Exercise | Your reply must consist of the data below, reproduced character for character.

Supplied material |
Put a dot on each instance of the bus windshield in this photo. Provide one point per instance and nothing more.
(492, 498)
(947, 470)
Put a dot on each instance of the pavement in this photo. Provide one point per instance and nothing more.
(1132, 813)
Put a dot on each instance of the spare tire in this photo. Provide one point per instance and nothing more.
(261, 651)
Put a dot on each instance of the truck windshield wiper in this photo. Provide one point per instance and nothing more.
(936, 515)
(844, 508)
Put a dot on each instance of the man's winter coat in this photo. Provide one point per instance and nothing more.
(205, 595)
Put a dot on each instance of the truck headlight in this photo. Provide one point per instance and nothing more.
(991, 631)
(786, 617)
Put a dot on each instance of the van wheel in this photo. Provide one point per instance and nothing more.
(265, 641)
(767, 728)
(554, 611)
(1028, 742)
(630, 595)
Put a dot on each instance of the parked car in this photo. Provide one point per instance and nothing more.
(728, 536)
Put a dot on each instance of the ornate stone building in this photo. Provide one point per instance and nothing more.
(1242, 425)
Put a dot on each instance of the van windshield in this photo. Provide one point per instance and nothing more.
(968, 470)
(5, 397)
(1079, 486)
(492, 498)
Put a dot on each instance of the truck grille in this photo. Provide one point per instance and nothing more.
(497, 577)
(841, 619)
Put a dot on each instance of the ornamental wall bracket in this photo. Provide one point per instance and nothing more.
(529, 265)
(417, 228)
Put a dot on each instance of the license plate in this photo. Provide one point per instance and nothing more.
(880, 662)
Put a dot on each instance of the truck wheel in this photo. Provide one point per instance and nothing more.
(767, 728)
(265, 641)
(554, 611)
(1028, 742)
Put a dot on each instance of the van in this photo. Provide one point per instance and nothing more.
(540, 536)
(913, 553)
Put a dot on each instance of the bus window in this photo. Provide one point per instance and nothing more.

Response to this task |
Put a dot on each instance of the bus windshield in this photo. Provide one point per instance and nothing more.
(492, 498)
(947, 470)
Put a dot on each instance of the pavement in this photo. Provide one point per instance and nothing more.
(1132, 813)
Put a dot on each instance of the spare tire in this photo. Provide one point per instance and nothing more.
(261, 651)
Put a dot on each instance of the truck windshield wiper in this photo. Provide one point per instance and nothing more.
(936, 515)
(844, 508)
Put a dot on each instance of the man's winter coat in this photo. Provide one point per instance and nothing more.
(205, 595)
Put a dot on each instance of the truck headlight in this photo. Provide one point per instance and nothing more.
(991, 631)
(786, 617)
Put a dot on each instance of the van wheel in this photo. Provide one point per instance and nothing more.
(265, 641)
(767, 728)
(554, 611)
(1028, 742)
(630, 595)
Put a dot on each instance of the parked car in this photo. Provide one point per instance and nothing more.
(728, 536)
Put a dot on each instance of the ornate stone building in this photo. Provide one point per instance and nothing more.
(1242, 425)
Put a dot on each instance of the van windshield in this photo. Provide one point per instance and nothing more.
(968, 470)
(5, 397)
(1079, 486)
(492, 498)
Put a dot on each instance of the truck grille in this photo. Provide one point per instance and nothing more.
(497, 577)
(841, 619)
Put a dot on each instance of the ornamental wall bracket in this photo. Provide one point per instance and nothing more.
(529, 265)
(417, 228)
Put a dot on each instance of the license plate in this photo. Provide one point per instance and nothing more.
(880, 662)
Put a dot on each instance of the truck wheel in this photo. Provide one point per instance and nothing more.
(767, 728)
(265, 641)
(554, 611)
(1028, 742)
Put a dot on each instance of the van in this photo. Provide one point per instance and nothing more.
(540, 536)
(913, 553)
Put a dot on each instance of the bus window in this photo. Provide one point per instance and nothing more.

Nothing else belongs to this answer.